Task prompt | Rewrite the rows below as a numbered list, skipping any blank lines. Leave the pictures out of your answer.

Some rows
[Start]

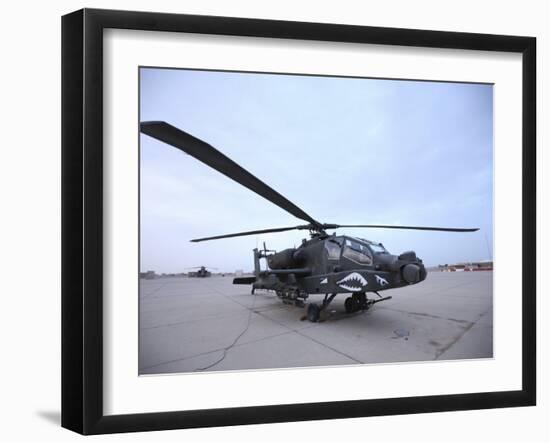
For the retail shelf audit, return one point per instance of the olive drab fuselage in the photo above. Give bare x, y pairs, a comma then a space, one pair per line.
335, 264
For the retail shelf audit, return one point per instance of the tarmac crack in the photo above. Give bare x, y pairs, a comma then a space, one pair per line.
445, 348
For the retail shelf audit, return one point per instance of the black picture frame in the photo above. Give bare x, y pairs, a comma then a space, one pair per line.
82, 218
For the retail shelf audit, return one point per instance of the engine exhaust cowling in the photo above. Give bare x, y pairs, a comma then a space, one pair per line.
411, 273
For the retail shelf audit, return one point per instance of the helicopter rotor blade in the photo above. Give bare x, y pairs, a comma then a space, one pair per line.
260, 231
210, 156
417, 228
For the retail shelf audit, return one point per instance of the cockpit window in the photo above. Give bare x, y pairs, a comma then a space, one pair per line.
377, 248
357, 252
333, 249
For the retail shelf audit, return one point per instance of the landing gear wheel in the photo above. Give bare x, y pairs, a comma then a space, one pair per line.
313, 312
349, 305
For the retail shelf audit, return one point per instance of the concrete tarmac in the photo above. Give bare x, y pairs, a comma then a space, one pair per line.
209, 324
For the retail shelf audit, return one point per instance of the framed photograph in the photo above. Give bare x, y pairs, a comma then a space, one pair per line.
268, 221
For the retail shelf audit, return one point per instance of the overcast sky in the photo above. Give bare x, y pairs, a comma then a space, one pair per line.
346, 151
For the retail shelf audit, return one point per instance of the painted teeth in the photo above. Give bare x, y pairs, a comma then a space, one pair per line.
353, 282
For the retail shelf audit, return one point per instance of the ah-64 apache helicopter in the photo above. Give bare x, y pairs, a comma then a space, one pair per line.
327, 264
201, 271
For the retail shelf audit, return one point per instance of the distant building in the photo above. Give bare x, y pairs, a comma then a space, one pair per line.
148, 275
486, 265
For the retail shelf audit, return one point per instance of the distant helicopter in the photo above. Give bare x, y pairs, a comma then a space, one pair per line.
202, 271
327, 264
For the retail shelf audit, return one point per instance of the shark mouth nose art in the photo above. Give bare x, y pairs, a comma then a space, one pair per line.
353, 282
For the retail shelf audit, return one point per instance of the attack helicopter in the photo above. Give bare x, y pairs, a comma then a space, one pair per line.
328, 264
202, 271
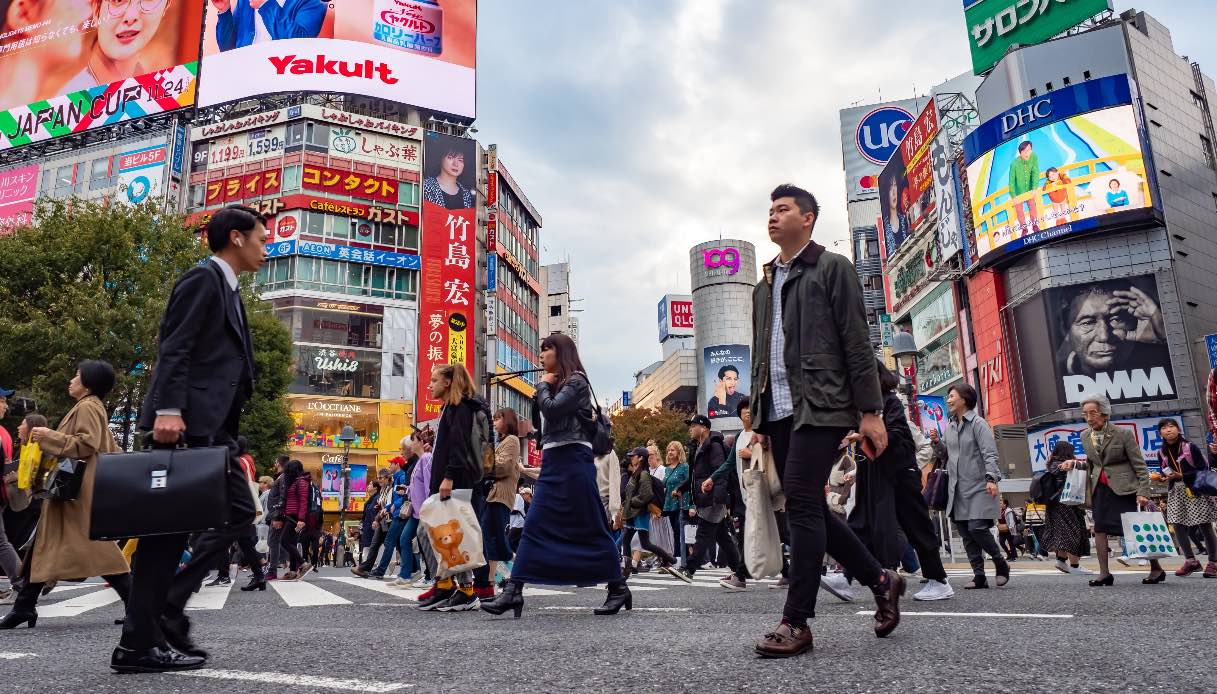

[End]

Task solution |
1. For the retail shelf audit, return one point per instance of the olive drab fuselage in the photo above. Give bare x, y pairs, a comma then a space, one pair per line.
2. 335, 264
3. For the retail shelf audit, return one point per instance of the tarmac crack in the photo above. Give bare x, y pairs, a comma then a space, one pair per line.
4. 445, 348
5. For the retail shelf audit, return one point per instance of the black picture frame in the photo above. Give bare x, y pairs, a comma then a space, one pair per line.
6. 82, 218
7. For the retail shelf audit, return one point per instance of the engine exhaust cowling in the photo above. Give bare x, y pairs, a comma then a space, one pair per line.
8. 411, 273
9. For the retail shelf audit, return one point per instance of the helicopter rotor blade in the photo above. Give bare x, y pairs, a comma then a space, one pair per line.
10. 260, 231
11. 210, 156
12. 417, 228
13. For the retail shelf audit, return one point per instance of the cockpit window in the photo above. Give bare x, y pairs, a comma then a space, one pair per line.
14. 377, 248
15. 357, 252
16. 333, 249
17. For the retail shelf audit, return one point per instance of the landing gear wheel in the photo above. Give bare x, y pairs, a comma then a space, one pair per line.
18. 313, 312
19. 349, 305
20. For the retail shelf audit, return one point per instance of the concrete tarmac in the photo above. Give bare x, y pairs, a comma then a space, one pair per line.
21. 209, 324
22. For the retail shelf audit, return one point per instance of the framed photograph in the photo above. Give bare x, y pairs, a comma then a space, one pair per line.
23. 268, 221
24. For the retail shelf audit, return one point per instance of the overcast sky in the photo above. Give bare x, y pairs, a comma then a space, one pair per line.
25. 346, 151
26. For the retail shelf audit, return one point per instance of the painted teeth in the photo above. Give bare x, y pairs, a comma then a space, one pair per line.
27. 353, 282
28. For the retail shelf audit, return one point per instance of the ah-64 apache helicopter in the photo above. Give bare x, y pairs, a comma then a space, one pair per line.
29. 327, 264
30. 201, 271
31. For the retail shelf audit, return one point per instance of the distant building in the photo above. Give bare x, y pairs, a comma then a space, one pair per line.
32. 148, 275
33. 486, 265
34. For the retail shelf audit, return one point per instance of the distant helicopter in the photo above. Give bare x, y pairs, a comma then a space, one pair per line.
35. 202, 271
36. 327, 264
37. For the retail shelf audit, return one point per instance of the shark mouth nose art in the photo above. Give bare x, y pairs, a comma then a space, one pair per line.
38. 353, 282
39. For the retail shelf audit, return one point per instance of the attack helicopter in the photo above. Give bare x, y pairs, a comma then a space, one pair per line.
40. 328, 264
41. 202, 271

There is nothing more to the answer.